Segment Start: Source extract

This is when Simona finally loses her patience. I’m not sure whether it’s being treated like a waitress who might help create a good meal or the absurdity of the very question that gets to her. “Who are you, anyway?” she says. “I shouldn’t be doing this at all.”

“OK,” the boy responds. “Norway.”

In the tent, an IOM coordinator checks the computer and tells her the country preferences were entered: Like everyone else, the boy just wanted to make sure his family was in the computer. “Stop doing this,” the coordinator tells Simona. But everyone who leaves the tents seems to end up doing “this.” Satko Mujagic, who fled Sarajevo for Holland six years ago and is now working for the Dutch immigration authorities here in the camp, takes down the names of people who claim to have relatives in Holland. “It’s like a Schindler’s List, that’s how I think of it,” he tells me. “They are not going to die here, but still …” It seems arbitrary and unfair that he would help the people who happened to catch him by the chain-link fence, but then, what kind of man would he be if he refused?

He and I walk over to the spot where refugees board buses for the airlifts. There are tearful goodbyes, final medical checkups, more tearful goodbyes: These are relatives, friends, people who may have shared food, water, or shelter on the journey from Kosovo. Today’s record number of flights is roughly equivalent to 15 buses, from two camps, and there are 16 coming from the border today just to Stenkovec-1. There is a rumor that, with no room in the tents, the new arrivals will be sleeping under tarps. There is also a rumor that a riot is brewing at Blace, the border crossing. In this dry heat, rumors can catch fire quickly. In any case, the only surprising thing about a riot at Blace would be that it would happen now rather than at the beginning of the month, when some relief workers actually persuaded the refugees to call off a demonstration that had the clear potential of turning into a riot. A journalist from the Sun and I agree to share a car to the border.

A bit later, when I find him to go to the border, he says, “No, Richard Gere is coming.” The potential for riots exists every day, but Richard Gere comes only once. Sure enough, he pulls in, and is immediately set upon by dozens of journalists. He shakes the hand of an OXFAM representative and asks him for something–his vest, perhaps, because the guy hands over his vest. Richard Gere poses in it and gets back into the Jeep, which takes him to a far corner of the camp, with journalists running alongside it. “Who was that?” one of the Macedonian police reservists mobilized to guard the camps asks another. “I don’t know,” his friend responds. “Bill Clinton, I think.”

Segment End: Source extract
Segment Start: Exercise data

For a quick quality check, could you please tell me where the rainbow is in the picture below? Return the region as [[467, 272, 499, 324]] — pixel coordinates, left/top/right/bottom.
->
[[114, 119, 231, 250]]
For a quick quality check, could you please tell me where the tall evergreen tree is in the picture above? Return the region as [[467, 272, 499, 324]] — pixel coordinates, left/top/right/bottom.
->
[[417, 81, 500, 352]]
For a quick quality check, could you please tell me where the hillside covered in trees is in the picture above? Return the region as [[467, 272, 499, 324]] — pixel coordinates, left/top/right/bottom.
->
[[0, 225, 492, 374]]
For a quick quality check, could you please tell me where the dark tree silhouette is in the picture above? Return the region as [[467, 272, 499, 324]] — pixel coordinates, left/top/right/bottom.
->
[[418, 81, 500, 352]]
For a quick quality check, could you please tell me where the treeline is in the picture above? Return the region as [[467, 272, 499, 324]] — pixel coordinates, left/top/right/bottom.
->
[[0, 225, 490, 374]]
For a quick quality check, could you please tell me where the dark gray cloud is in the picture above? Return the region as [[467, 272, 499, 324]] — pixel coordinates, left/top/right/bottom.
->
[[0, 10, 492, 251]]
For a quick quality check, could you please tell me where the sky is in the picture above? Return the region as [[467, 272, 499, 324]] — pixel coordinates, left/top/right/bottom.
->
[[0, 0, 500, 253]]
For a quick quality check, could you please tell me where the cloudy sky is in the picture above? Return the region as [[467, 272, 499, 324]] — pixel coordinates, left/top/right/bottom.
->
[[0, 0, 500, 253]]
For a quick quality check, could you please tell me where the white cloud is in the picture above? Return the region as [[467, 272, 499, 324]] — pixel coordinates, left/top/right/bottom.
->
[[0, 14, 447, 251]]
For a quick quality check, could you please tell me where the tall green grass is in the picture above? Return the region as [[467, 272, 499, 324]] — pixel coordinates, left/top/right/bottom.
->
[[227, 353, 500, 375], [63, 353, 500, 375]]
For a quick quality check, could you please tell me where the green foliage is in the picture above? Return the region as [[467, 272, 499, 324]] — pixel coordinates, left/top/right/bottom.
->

Segment End: Exercise data

_Problems and tasks_:
(1) Rewrite the part of the refugee-camp account that opens with the words containing "In the tent, an" and closes with "if he refused?", replacing "chain-link fence" with "wire fence".
(2) According to the refugee-camp account, how long ago did Satko Mujagic flee Sarajevo for Holland?

_Response list_:
(1)
In the tent, an IOM coordinator checks the computer and tells her the country preferences were entered: Like everyone else, the boy just wanted to make sure his family was in the computer. “Stop doing this,” the coordinator tells Simona. But everyone who leaves the tents seems to end up doing “this.” Satko Mujagic, who fled Sarajevo for Holland six years ago and is now working for the Dutch immigration authorities here in the camp, takes down the names of people who claim to have relatives in Holland. “It’s like a Schindler’s List, that’s how I think of it,” he tells me. “They are not going to die here, but still …” It seems arbitrary and unfair that he would help the people who happened to catch him by the wire fence, but then, what kind of man would he be if he refused?

(2) Six years ago.